§ Document text
-.-.-
1. A method of read, merge, and write, the method comprising:
reading an operand partitioned into two or more portions from a register file;
merging a value from an execution unit in place of one portion of the two or more portions of the operand to create a merged operand;
operating on the merged operand to generate a merged operand result; and
writing the value to the register file.
2. The method of claim 1, wherein each portion of the two or more portions is a multiple of a data granularity, the data granularity having a specified number of bits, the value having one or more portions, and the value smaller in width than the operand.
3. The method of claim 2, wherein the data granularity is 8-bits, each portion is 16-bits, the operand is 32-bits, and the value is 16-bits.
4. The method of claim 2, wherein the data granularity is 8-bits, each portion is 8-bits, the operand is 128-bits, and the value is 8-bits.
5. The method of claim 1, wherein the operand consists of multiple data elements which are operated upon in a single instruction multiple data (SIMD) fashion.
6. The method of claim 1, wherein the one portion of the operand that is replaced by the value is not read from the register file.
7. The method of claim 1, further comprising:
merging a first subset of values from a plurality of execution units in place of a subset of portions of the operand to create a merged operand.
8. The method of claim 1, wherein the operand is accessed from a storage unit.
-.-.-
(Saved entries)
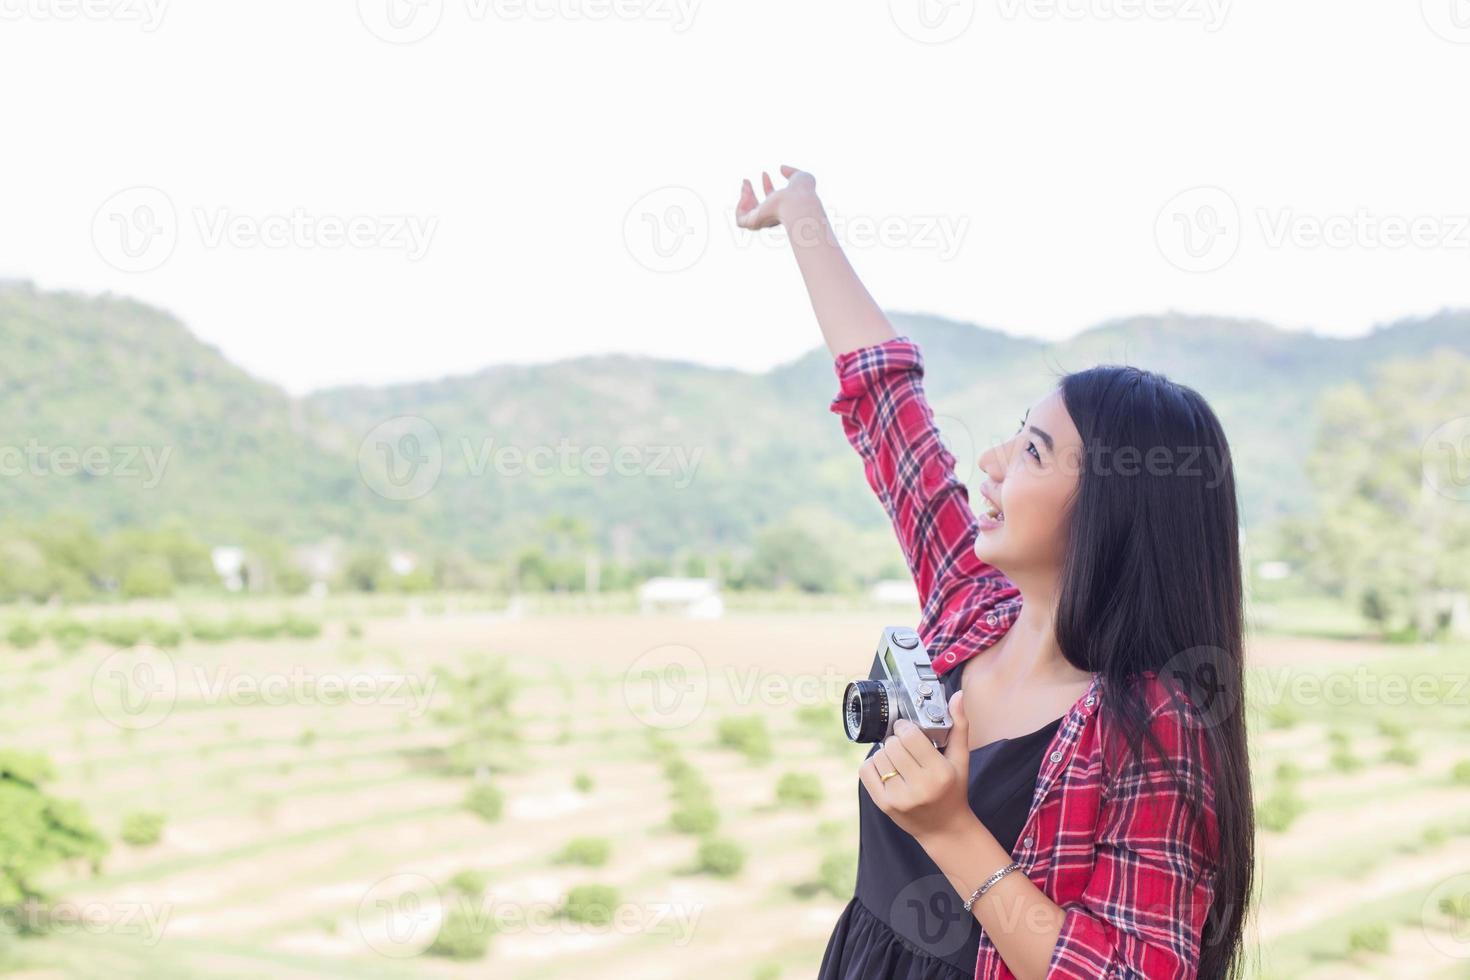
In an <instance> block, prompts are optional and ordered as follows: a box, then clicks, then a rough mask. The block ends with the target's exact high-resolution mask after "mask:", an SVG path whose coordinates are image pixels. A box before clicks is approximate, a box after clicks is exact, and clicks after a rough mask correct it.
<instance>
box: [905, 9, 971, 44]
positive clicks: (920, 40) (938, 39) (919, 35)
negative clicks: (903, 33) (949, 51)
mask: <svg viewBox="0 0 1470 980" xmlns="http://www.w3.org/2000/svg"><path fill="white" fill-rule="evenodd" d="M888 16H889V18H892V21H894V26H897V28H898V29H900V31H903V32H904V35H906V37H908V38H911V40H914V41H919V43H920V44H944V43H945V41H953V40H954V38H957V37H960V35H961V34H964V32H966V31H969V29H970V24H973V22H975V0H888Z"/></svg>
-.-.-
§ Assigned task
Reproduce the claims on the read, merge, and write method in full, word for word.

§ Reply to the exercise
1. A method of read, merge, and write, the method comprising:
reading an operand partitioned into two or more portions from a register file;
merging a value from an execution unit in place of one portion of the two or more portions of the operand to create a merged operand;
operating on the merged operand to generate a merged operand result; and
writing the value to the register file.
2. The method of claim 1, wherein each portion of the two or more portions is a multiple of a data granularity, the data granularity having a specified number of bits, the value having one or more portions, and the value smaller in width than the operand.
3. The method of claim 2, wherein the data granularity is 8-bits, each portion is 16-bits, the operand is 32-bits, and the value is 16-bits.
4. The method of claim 2, wherein the data granularity is 8-bits, each portion is 8-bits, the operand is 128-bits, and the value is 8-bits.
5. The method of claim 1, wherein the operand consists of multiple data elements which are operated upon in a single instruction multiple data (SIMD) fashion.
6. The method of claim 1, wherein the one portion of the operand that is replaced by the value is not read from the register file.
7. The method of claim 1, further comprising:
merging a first subset of values from a plurality of execution units in place of a subset of portions of the operand to create a merged operand.
8. The method of claim 1, wherein the operand is accessed from a storage unit.